* What is expected
Your answer should be the full set of records, printed exactly as they stand.

Saved entries:
__________________________________________________

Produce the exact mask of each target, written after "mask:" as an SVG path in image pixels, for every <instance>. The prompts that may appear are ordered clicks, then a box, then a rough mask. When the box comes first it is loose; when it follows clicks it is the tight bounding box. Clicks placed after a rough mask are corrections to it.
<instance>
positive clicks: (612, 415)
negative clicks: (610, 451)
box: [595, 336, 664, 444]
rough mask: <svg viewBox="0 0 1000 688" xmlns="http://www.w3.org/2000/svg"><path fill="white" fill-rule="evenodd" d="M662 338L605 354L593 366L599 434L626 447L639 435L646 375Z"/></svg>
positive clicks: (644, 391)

__________________________________________________

* Finished exercise
Produce the exact mask of each target, written after "mask:" as an SVG path in image pixels, for every <instance>. The prompts that may appear are ordered clicks, then a box, then a rough mask. When the box comes first it is loose; when it follows clicks it is the tight bounding box. Clicks placed after a rough mask are corrections to it.
<instance>
positive clicks: (612, 415)
negative clicks: (610, 451)
box: [595, 336, 664, 444]
rough mask: <svg viewBox="0 0 1000 688" xmlns="http://www.w3.org/2000/svg"><path fill="white" fill-rule="evenodd" d="M662 338L605 354L593 366L599 434L626 447L639 435L646 375Z"/></svg>
positive clicks: (644, 391)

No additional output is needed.